#### Data records:
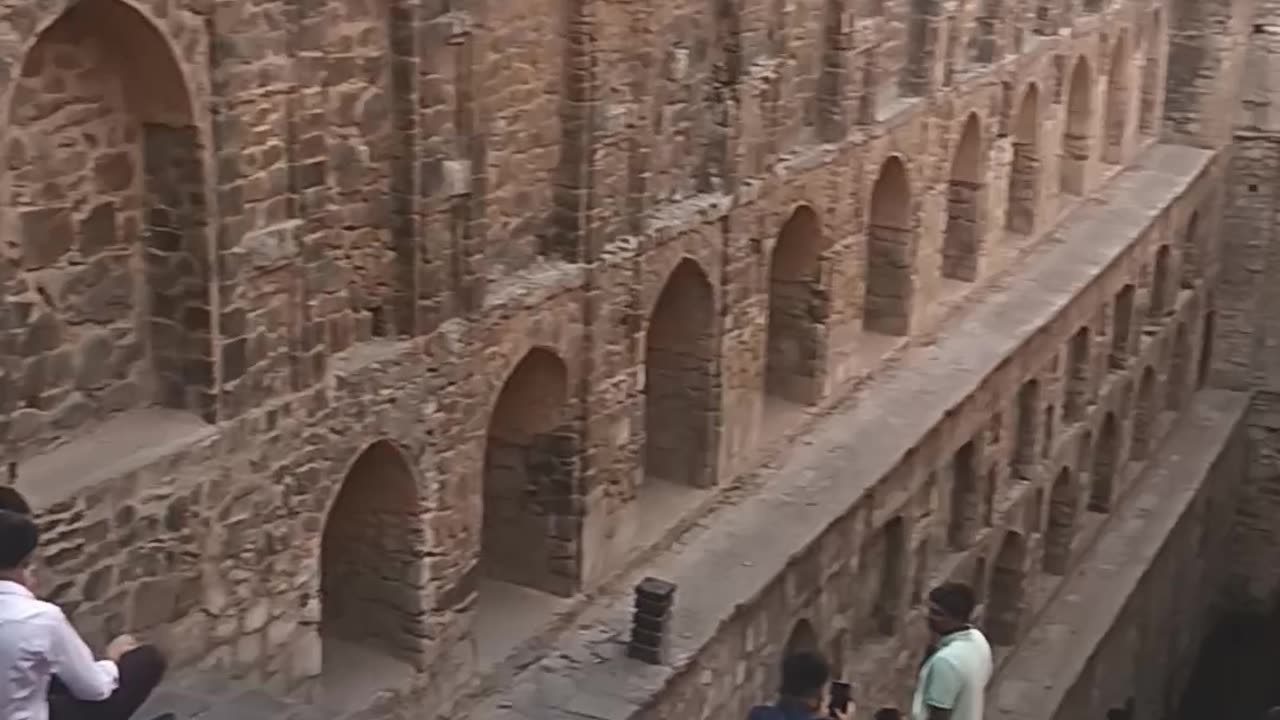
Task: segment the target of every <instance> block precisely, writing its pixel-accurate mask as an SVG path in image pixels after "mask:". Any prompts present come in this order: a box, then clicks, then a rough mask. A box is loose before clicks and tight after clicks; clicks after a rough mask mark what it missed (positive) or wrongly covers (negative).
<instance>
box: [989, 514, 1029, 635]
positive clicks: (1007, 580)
mask: <svg viewBox="0 0 1280 720" xmlns="http://www.w3.org/2000/svg"><path fill="white" fill-rule="evenodd" d="M1025 592H1027V538H1025V537H1023V534H1021V533H1018V532H1014V530H1009V532H1006V533H1005V537H1004V539H1002V541H1001V542H1000V551H998V552H997V553H996V566H995V569H993V571H992V574H991V592H989V593H988V601H987V633H988V635H989V637H991V642H992V643H995V644H1000V646H1010V644H1014V643H1016V642H1018V635H1019V634H1020V633H1021V625H1023V605H1024V602H1025V600H1024V596H1025Z"/></svg>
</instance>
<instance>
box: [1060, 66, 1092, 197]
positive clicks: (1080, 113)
mask: <svg viewBox="0 0 1280 720" xmlns="http://www.w3.org/2000/svg"><path fill="white" fill-rule="evenodd" d="M1092 135H1093V70H1092V69H1091V68H1089V60H1088V58H1085V56H1084V55H1080V56H1078V58H1076V59H1075V67H1074V69H1073V70H1071V81H1070V85H1069V90H1068V96H1066V122H1065V123H1062V160H1061V167H1060V172H1061V178H1060V184H1061V187H1062V192H1068V193H1070V195H1084V191H1085V184H1087V182H1088V172H1089V158H1091V155H1092Z"/></svg>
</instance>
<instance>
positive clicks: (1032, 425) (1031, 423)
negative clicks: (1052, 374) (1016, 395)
mask: <svg viewBox="0 0 1280 720" xmlns="http://www.w3.org/2000/svg"><path fill="white" fill-rule="evenodd" d="M1039 402H1041V401H1039V380H1037V379H1034V378H1032V379H1029V380H1027V382H1025V383H1023V387H1021V388H1019V389H1018V416H1016V421H1015V423H1014V474H1015V475H1018V477H1019V478H1030V477H1032V470H1033V469H1034V466H1036V460H1037V459H1036V438H1037V436H1038V433H1037V432H1036V430H1037V424H1038V423H1039V413H1041V410H1039Z"/></svg>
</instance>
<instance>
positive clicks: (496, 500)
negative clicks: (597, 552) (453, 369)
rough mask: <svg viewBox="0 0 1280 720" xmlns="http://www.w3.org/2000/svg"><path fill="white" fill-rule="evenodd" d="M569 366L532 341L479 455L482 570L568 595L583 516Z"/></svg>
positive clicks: (578, 551) (512, 382)
mask: <svg viewBox="0 0 1280 720" xmlns="http://www.w3.org/2000/svg"><path fill="white" fill-rule="evenodd" d="M567 397H568V373H567V370H566V368H564V363H563V361H561V359H559V357H558V356H557V355H556V354H554V352H552V351H549V350H544V348H534V350H531V351H529V354H526V355H525V357H524V359H521V361H520V364H518V365H516V368H515V369H513V370H512V372H511V375H509V377H508V378H507V380H506V383H503V387H502V391H500V392H499V395H498V401H497V404H495V405H494V409H493V415H492V419H490V421H489V436H488V441H486V442H485V456H484V521H483V528H484V529H483V532H481V547H480V568H481V573H483V575H484V577H486V578H490V579H495V580H502V582H507V583H513V584H517V585H525V587H530V588H535V589H539V591H543V592H549V593H554V594H561V596H567V594H572V593H573V592H575V591H576V589H577V580H579V562H580V547H579V541H580V533H581V524H582V516H581V511H580V510H579V507H580V506H581V503H579V502H575V498H576V497H577V495H579V493H577V492H575V488H576V486H577V441H576V436H575V434H573V432H572V427H571V425H568V424H567V421H568V418H566V407H564V406H566V400H567Z"/></svg>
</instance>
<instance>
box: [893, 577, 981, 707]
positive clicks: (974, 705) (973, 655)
mask: <svg viewBox="0 0 1280 720" xmlns="http://www.w3.org/2000/svg"><path fill="white" fill-rule="evenodd" d="M975 605H977V598H975V597H974V592H973V588H970V587H969V585H966V584H964V583H943V584H941V585H938V587H936V588H933V591H931V592H929V616H928V621H929V629H931V630H933V633H934V635H937V642H936V643H934V644H933V647H932V652H931V655H929V656H928V659H925V661H924V665H922V666H920V674H919V678H918V680H916V684H915V697H914V700H913V701H911V720H982V717H983V700H984V694H986V692H987V683H988V682H989V680H991V671H992V661H991V644H989V643H988V642H987V638H986V637H983V634H982V632H980V630H978V628H974V626H973V625H972V624H970V623H969V618H970V616H972V615H973V609H974V606H975Z"/></svg>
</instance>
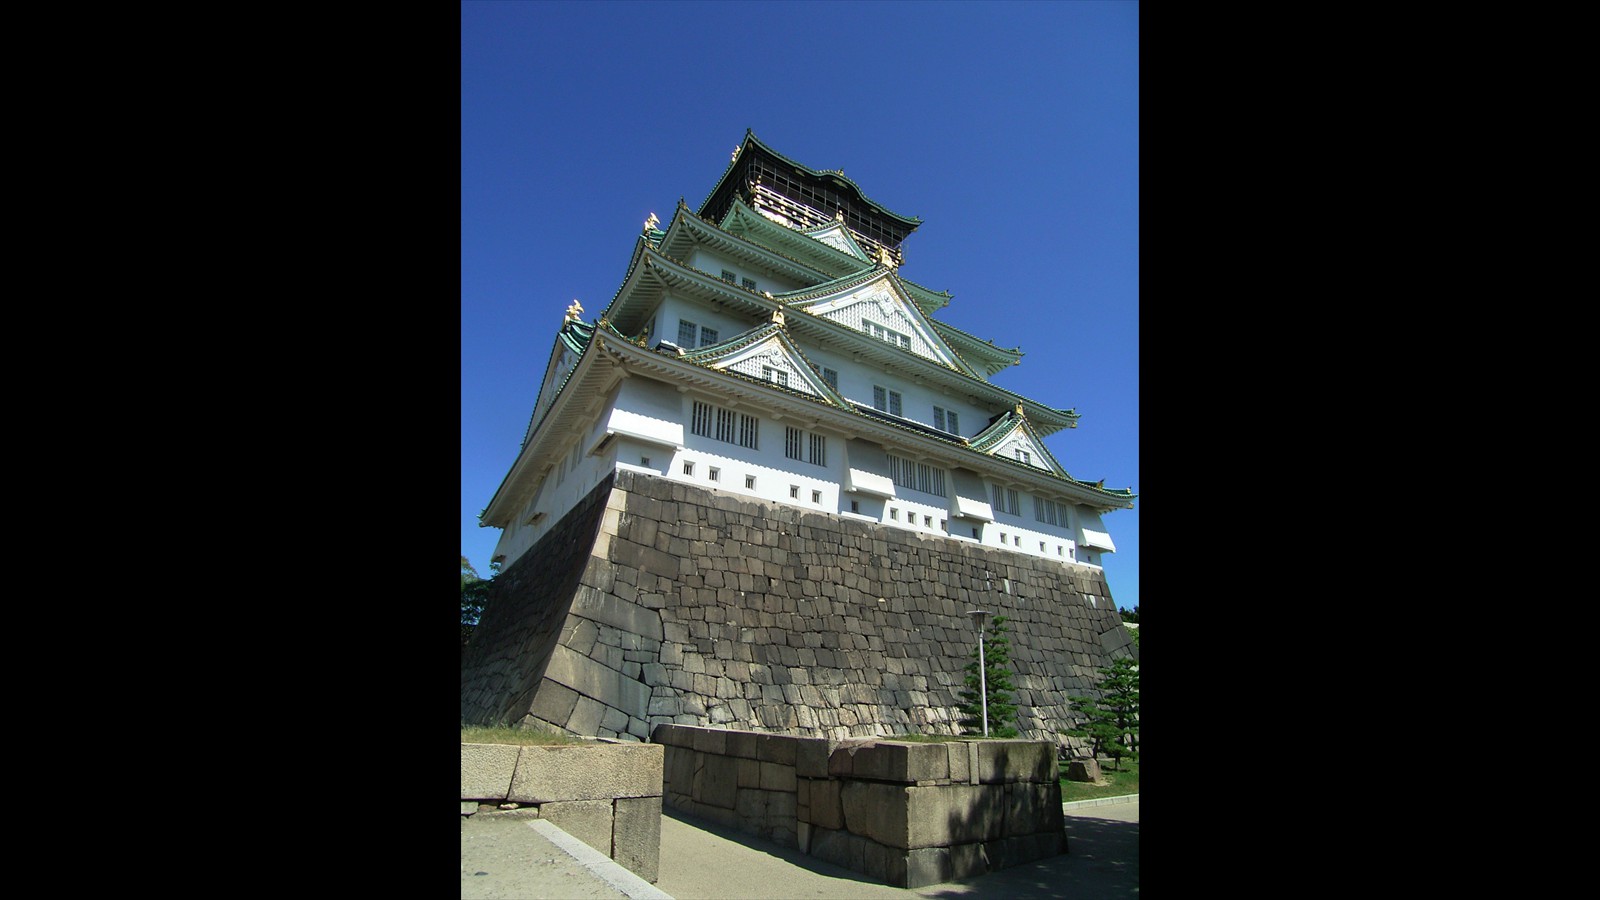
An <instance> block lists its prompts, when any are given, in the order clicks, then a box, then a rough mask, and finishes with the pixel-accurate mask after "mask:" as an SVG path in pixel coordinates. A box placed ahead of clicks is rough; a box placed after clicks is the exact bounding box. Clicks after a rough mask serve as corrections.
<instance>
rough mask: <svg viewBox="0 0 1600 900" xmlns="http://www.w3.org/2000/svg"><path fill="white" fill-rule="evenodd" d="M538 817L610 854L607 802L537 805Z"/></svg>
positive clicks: (574, 802) (585, 801)
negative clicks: (557, 826)
mask: <svg viewBox="0 0 1600 900" xmlns="http://www.w3.org/2000/svg"><path fill="white" fill-rule="evenodd" d="M539 817H541V818H547V820H550V822H554V823H555V825H557V826H558V828H560V830H562V831H566V833H568V834H571V836H573V838H578V839H579V841H582V842H584V844H589V846H590V847H594V849H595V850H600V852H602V854H605V855H608V857H610V855H611V801H562V802H547V804H539Z"/></svg>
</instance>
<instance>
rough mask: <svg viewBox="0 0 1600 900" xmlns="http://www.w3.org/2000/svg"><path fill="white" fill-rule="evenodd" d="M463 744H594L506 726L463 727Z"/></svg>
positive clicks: (527, 744) (553, 733)
mask: <svg viewBox="0 0 1600 900" xmlns="http://www.w3.org/2000/svg"><path fill="white" fill-rule="evenodd" d="M461 743H514V745H522V746H539V745H554V743H594V741H590V740H584V738H574V737H573V735H568V733H562V732H550V730H544V729H512V727H506V725H488V727H485V725H461Z"/></svg>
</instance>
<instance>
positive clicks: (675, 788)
mask: <svg viewBox="0 0 1600 900" xmlns="http://www.w3.org/2000/svg"><path fill="white" fill-rule="evenodd" d="M653 740H654V741H656V743H659V745H664V746H666V761H664V786H662V794H664V801H666V804H667V806H670V807H674V809H680V810H683V812H686V814H690V815H694V817H699V818H706V820H709V822H714V823H718V825H723V826H728V828H736V830H739V831H744V833H747V834H757V836H760V838H765V839H768V841H773V842H776V844H779V846H784V847H797V849H798V850H800V852H805V854H810V855H813V857H818V858H821V860H827V862H830V863H834V865H838V866H845V868H850V870H853V871H859V873H864V874H867V876H870V878H875V879H880V881H883V882H886V884H891V886H896V887H922V886H925V884H941V882H946V881H952V879H958V878H970V876H974V874H984V873H987V871H994V870H998V868H1006V866H1014V865H1019V863H1026V862H1032V860H1038V858H1043V857H1051V855H1056V854H1061V852H1064V850H1066V847H1067V842H1066V841H1067V839H1066V831H1064V826H1062V812H1061V785H1059V781H1058V772H1056V745H1054V743H1053V741H1002V740H978V738H974V740H963V741H947V743H896V741H874V740H846V741H830V740H824V738H800V737H787V735H771V733H757V732H738V730H723V729H699V727H685V725H659V727H656V730H654V735H653Z"/></svg>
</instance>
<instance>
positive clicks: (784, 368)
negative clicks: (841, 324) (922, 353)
mask: <svg viewBox="0 0 1600 900" xmlns="http://www.w3.org/2000/svg"><path fill="white" fill-rule="evenodd" d="M683 359H686V360H691V362H696V364H699V365H704V367H706V368H714V370H720V372H733V373H738V375H742V376H746V378H750V380H754V381H766V383H768V384H773V386H776V388H782V389H787V391H792V392H795V394H805V396H810V397H816V399H819V400H822V402H826V404H830V405H837V407H846V408H848V407H850V404H848V400H845V399H843V397H842V396H840V394H838V392H837V391H834V389H832V388H829V386H827V383H826V381H822V376H821V375H818V372H816V370H814V368H813V367H811V364H810V362H808V360H806V359H805V356H803V354H802V352H800V349H798V348H795V344H794V341H792V340H790V338H789V335H787V333H786V331H784V325H782V314H781V312H779V314H776V315H774V322H770V323H766V325H760V327H757V328H752V330H749V331H746V333H742V335H736V336H733V338H730V340H726V341H723V343H720V344H714V346H707V348H699V349H698V351H688V352H685V354H683Z"/></svg>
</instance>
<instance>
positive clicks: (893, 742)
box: [853, 741, 950, 785]
mask: <svg viewBox="0 0 1600 900" xmlns="http://www.w3.org/2000/svg"><path fill="white" fill-rule="evenodd" d="M853 775H854V777H856V778H874V780H878V781H899V783H910V785H914V783H917V781H939V780H946V778H949V777H950V751H949V748H946V746H944V745H942V743H894V741H883V743H874V745H867V746H862V748H861V749H858V751H856V756H854V762H853Z"/></svg>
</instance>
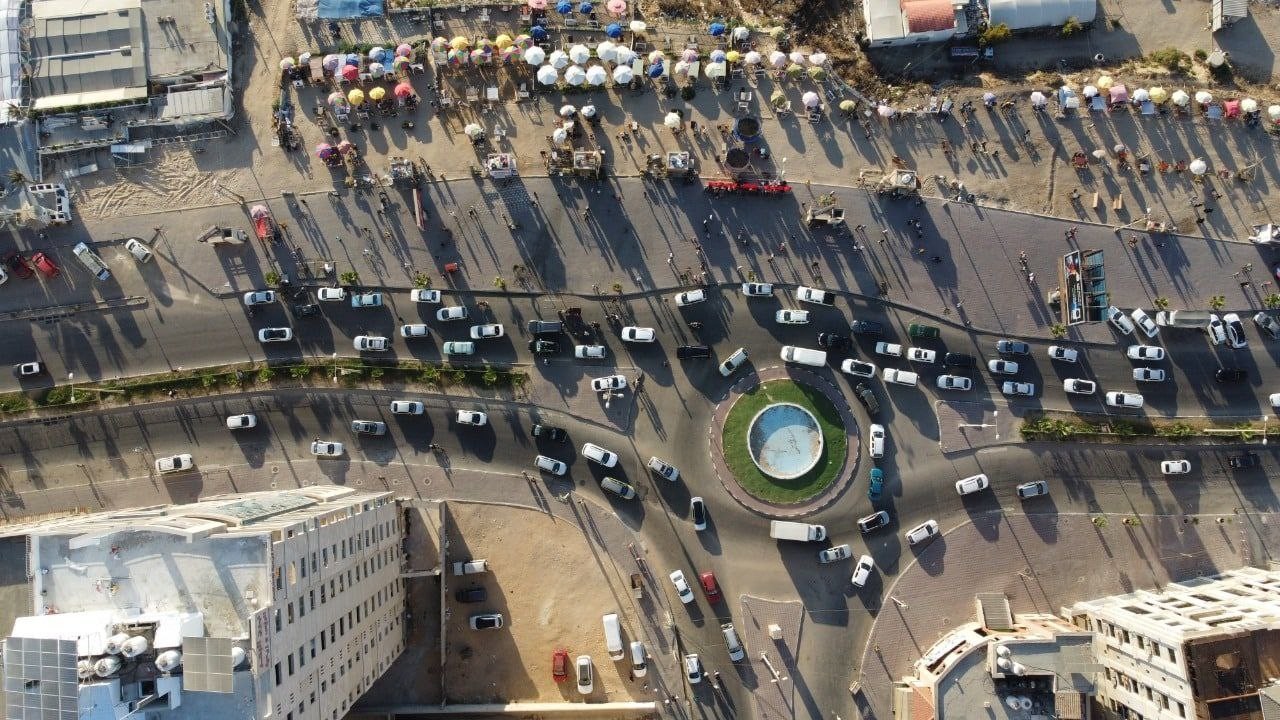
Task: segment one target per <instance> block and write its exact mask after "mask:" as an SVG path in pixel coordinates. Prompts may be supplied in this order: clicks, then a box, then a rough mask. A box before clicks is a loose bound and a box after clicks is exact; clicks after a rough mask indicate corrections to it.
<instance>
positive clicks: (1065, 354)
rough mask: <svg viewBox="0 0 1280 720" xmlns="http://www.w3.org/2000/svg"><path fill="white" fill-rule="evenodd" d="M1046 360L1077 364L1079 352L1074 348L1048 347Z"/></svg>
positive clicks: (1060, 346)
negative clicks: (1047, 355)
mask: <svg viewBox="0 0 1280 720" xmlns="http://www.w3.org/2000/svg"><path fill="white" fill-rule="evenodd" d="M1048 359H1050V360H1060V361H1062V363H1078V361H1079V360H1080V351H1079V350H1076V348H1074V347H1062V346H1061V345H1051V346H1048Z"/></svg>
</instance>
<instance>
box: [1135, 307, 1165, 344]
mask: <svg viewBox="0 0 1280 720" xmlns="http://www.w3.org/2000/svg"><path fill="white" fill-rule="evenodd" d="M1129 316H1130V318H1133V322H1134V323H1138V327H1139V328H1140V329H1142V332H1143V334H1146V336H1147V337H1156V336H1157V334H1160V328H1158V327H1156V320H1152V319H1151V315H1148V314H1147V313H1146V311H1144V310H1143V309H1142V307H1134V309H1133V313H1129Z"/></svg>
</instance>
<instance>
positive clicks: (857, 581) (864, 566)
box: [849, 555, 876, 588]
mask: <svg viewBox="0 0 1280 720" xmlns="http://www.w3.org/2000/svg"><path fill="white" fill-rule="evenodd" d="M874 569H876V561H874V560H872V556H870V555H864V556H861V557H859V559H858V565H854V575H852V577H851V578H849V582H850V583H852V584H854V587H855V588H860V587H863V585H865V584H867V580H868V579H870V577H872V570H874Z"/></svg>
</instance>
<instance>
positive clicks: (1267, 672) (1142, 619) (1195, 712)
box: [1062, 568, 1280, 720]
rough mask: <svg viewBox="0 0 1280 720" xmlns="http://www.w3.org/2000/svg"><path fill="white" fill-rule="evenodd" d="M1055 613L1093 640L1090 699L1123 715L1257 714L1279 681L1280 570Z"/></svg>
mask: <svg viewBox="0 0 1280 720" xmlns="http://www.w3.org/2000/svg"><path fill="white" fill-rule="evenodd" d="M1062 615H1064V616H1066V618H1069V619H1070V620H1071V623H1073V624H1074V625H1076V626H1079V628H1083V629H1085V630H1089V632H1092V633H1093V634H1094V638H1096V639H1094V655H1096V657H1097V661H1098V662H1100V664H1101V666H1102V670H1101V673H1102V676H1101V678H1098V701H1100V702H1102V703H1103V705H1105V706H1106V707H1108V708H1110V710H1112V711H1115V712H1119V714H1121V715H1123V716H1124V715H1126V716H1128V717H1134V719H1137V717H1142V719H1151V717H1160V719H1165V717H1169V719H1175V717H1234V719H1238V717H1257V719H1260V720H1261V719H1262V717H1263V715H1262V711H1261V710H1260V708H1258V707H1260V706H1261V702H1262V700H1261V698H1260V694H1258V693H1260V692H1261V691H1262V689H1263V688H1265V687H1266V685H1270V684H1272V682H1274V679H1275V678H1276V676H1277V675H1280V573H1277V571H1266V570H1260V569H1257V568H1240V569H1239V570H1231V571H1229V573H1226V574H1224V575H1220V577H1217V578H1199V579H1196V580H1189V582H1185V583H1176V584H1171V585H1166V587H1165V589H1164V592H1160V593H1155V592H1147V591H1138V592H1133V593H1129V594H1123V596H1112V597H1103V598H1100V600H1093V601H1088V602H1078V603H1075V605H1073V606H1071V607H1070V609H1065V610H1064V611H1062Z"/></svg>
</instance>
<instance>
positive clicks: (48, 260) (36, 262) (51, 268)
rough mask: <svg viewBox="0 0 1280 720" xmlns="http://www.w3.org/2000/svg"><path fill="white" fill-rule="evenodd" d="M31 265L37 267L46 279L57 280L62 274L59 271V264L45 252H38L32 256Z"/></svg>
mask: <svg viewBox="0 0 1280 720" xmlns="http://www.w3.org/2000/svg"><path fill="white" fill-rule="evenodd" d="M31 263H32V264H33V265H36V269H37V270H40V273H41V274H42V275H45V277H46V278H56V277H58V273H61V270H59V269H58V264H56V263H54V260H52V259H51V258H50V256H49V255H45V254H44V252H36V254H35V255H32V256H31Z"/></svg>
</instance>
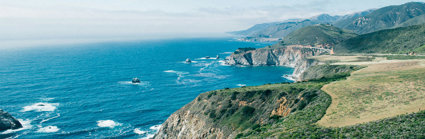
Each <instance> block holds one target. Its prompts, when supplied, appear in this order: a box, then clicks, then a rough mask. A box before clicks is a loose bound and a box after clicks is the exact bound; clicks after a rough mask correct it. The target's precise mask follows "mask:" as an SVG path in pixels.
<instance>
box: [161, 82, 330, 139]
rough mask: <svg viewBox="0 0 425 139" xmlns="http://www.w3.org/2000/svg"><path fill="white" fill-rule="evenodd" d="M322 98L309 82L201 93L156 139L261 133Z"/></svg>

#### What the exercise asks:
Up to and including the line containing "box: [989, 514, 1029, 635]", repeat every line from the start of the data, but none of the pictures.

#### Solution to this task:
Task: segment the target of every <instance> block precisely, writing its pixel-accurate mask as an SVG path in image pixels after "mask:". Any prompts present come in this order: a box, then clicks, then a rough mask. A box is loose before clicks and tight after clicks; clicks after a rough mask mark what it missed (positive) or wrongly covers (negative).
<instance>
box: [989, 514, 1029, 635]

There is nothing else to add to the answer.